Scale every item below by writing all its lines out again, requests included, with each pixel coordinate in the answers multiplied by 1.2 and rounded to the nearest whole number, halves rounded up. Leave the pictures out of your answer.

........

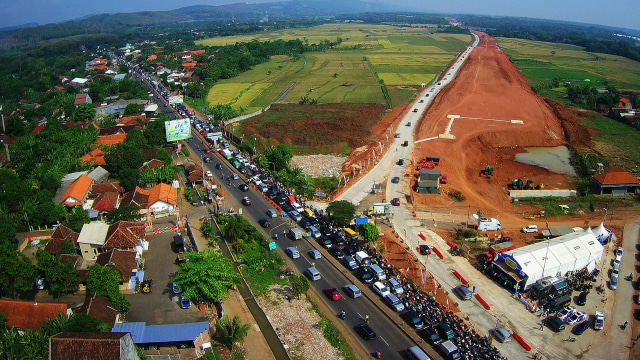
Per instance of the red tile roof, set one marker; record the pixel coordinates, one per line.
(61, 234)
(27, 315)
(124, 235)
(122, 261)
(77, 192)
(100, 307)
(95, 346)
(617, 176)
(163, 192)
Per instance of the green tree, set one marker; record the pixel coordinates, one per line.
(370, 232)
(231, 331)
(299, 284)
(343, 211)
(84, 112)
(76, 220)
(62, 278)
(206, 276)
(68, 248)
(279, 156)
(85, 323)
(128, 212)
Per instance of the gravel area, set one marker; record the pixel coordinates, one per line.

........

### SOLVED EXERCISE
Per instance of the red tile roof, set one marker; record the pixel coordinates, one per line.
(73, 281)
(32, 378)
(149, 282)
(146, 313)
(92, 230)
(120, 368)
(114, 415)
(740, 211)
(196, 230)
Per instance of the green tree, set one marker; record the pixel coordinates, one per line.
(444, 278)
(277, 397)
(359, 341)
(412, 253)
(101, 134)
(91, 264)
(74, 334)
(247, 331)
(82, 298)
(335, 187)
(102, 388)
(154, 254)
Per instance of the gravel area, set one marker; record the pixel coordinates, one per line.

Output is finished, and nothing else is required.